:: Extrait du texte

Mais l’empire reste l’empire, il a le pouvoir de donner des leçons sur les droits humains, même quand Amnesty international dénonce le fait que les entreprises étasuniennes sont les principales exportatrices d’instruments de torture dans le monde. Lundi 26 décembre, W.F.Shultz, directeur exécutif de l’organisation aux Etats-Unis, a ainsi déclaré: "Amnesty International a trouvé au moins 80 entreprises qui, dans la dernière décennie, ont fabriqué, commercialisé et exporté le type d’armes et d’instruments utilisés pour la torture". Depuis 1997, le département d’Etat au commerce a octroyé des licences pour exporter 97 millions de dollars en "équipement de contrôle du crime" qui incluent, entre autres, des électrochoques.

Mr Schultz révèle aussi que le Mexique est le principal importateur de ce type de marchandise provenant de son puissant voisin du Nord. Or le rapport annuel du département d’Etat sur les droits de l’homme dans le monde cite des cas de torture par électrochoques au Mexique, et dans d’autres pays qui ont des licences pour importer le matériel en question.

::::
:: Données fournies

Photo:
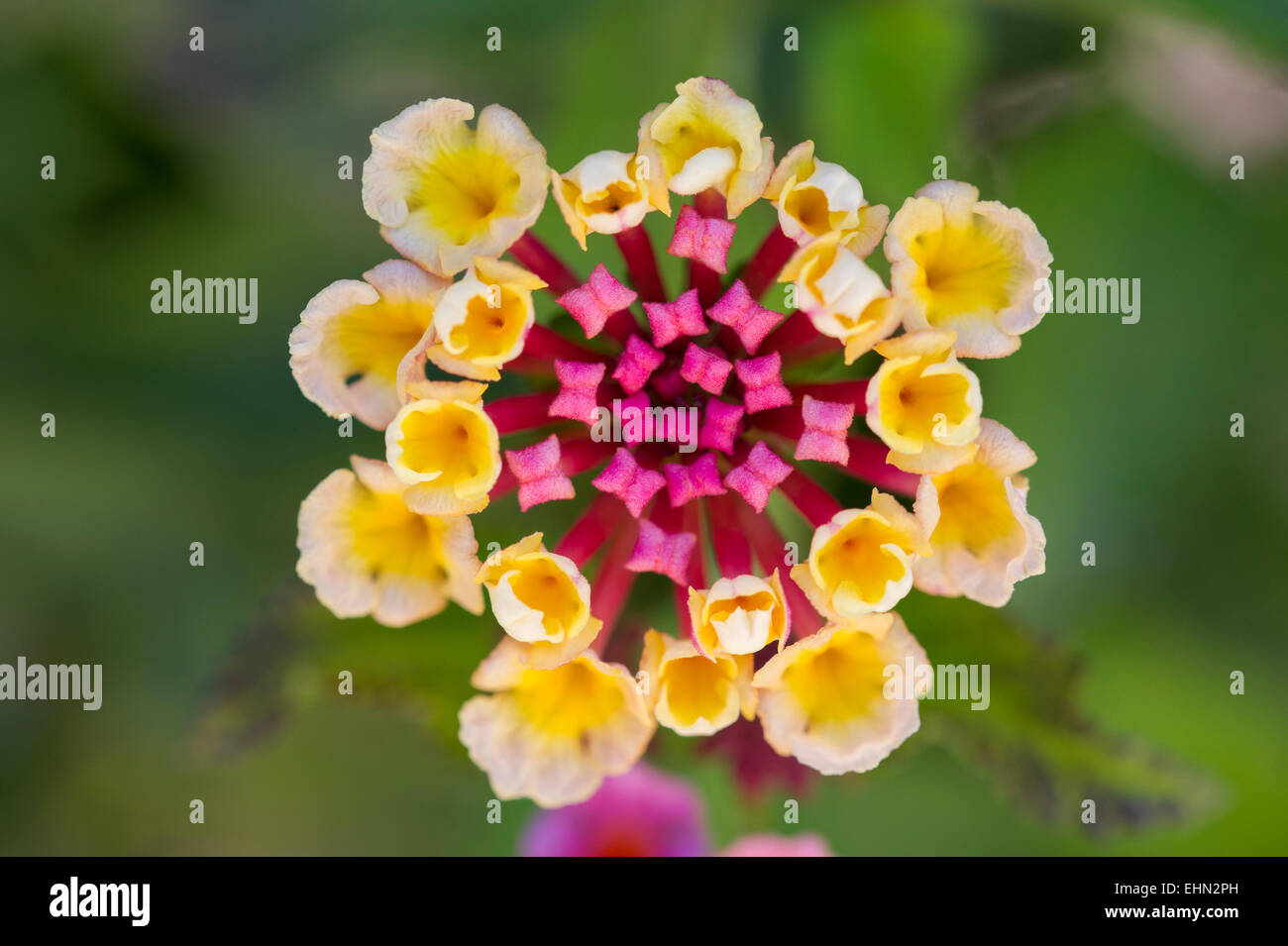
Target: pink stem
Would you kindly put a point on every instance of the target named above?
(613, 581)
(520, 412)
(867, 463)
(733, 554)
(768, 545)
(768, 262)
(581, 454)
(536, 257)
(837, 391)
(578, 455)
(642, 264)
(812, 502)
(702, 278)
(546, 344)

::::

- Objectif de travail -
Restituez mot pour mot le passage de l’extrait sur les exportations d’instruments de torture qui va de « Mais l’empire reste » à « autres, des électrochoques. ». Servez-vous uniquement de l’extrait.

- Solution du problème -
Mais l’empire reste l’empire, il a le pouvoir de donner des leçons sur les droits humains, même quand Amnesty international dénonce le fait que les entreprises étasuniennes sont les principales exportatrices d’instruments de torture dans le monde. Lundi 26 décembre, W.F.Shultz, directeur exécutif de l’organisation aux Etats-Unis, a ainsi déclaré: "Amnesty International a trouvé au moins 80 entreprises qui, dans la dernière décennie, ont fabriqué, commercialisé et exporté le type d’armes et d’instruments utilisés pour la torture". Depuis 1997, le département d’Etat au commerce a octroyé des licences pour exporter 97 millions de dollars en "équipement de contrôle du crime" qui incluent, entre autres, des électrochoques.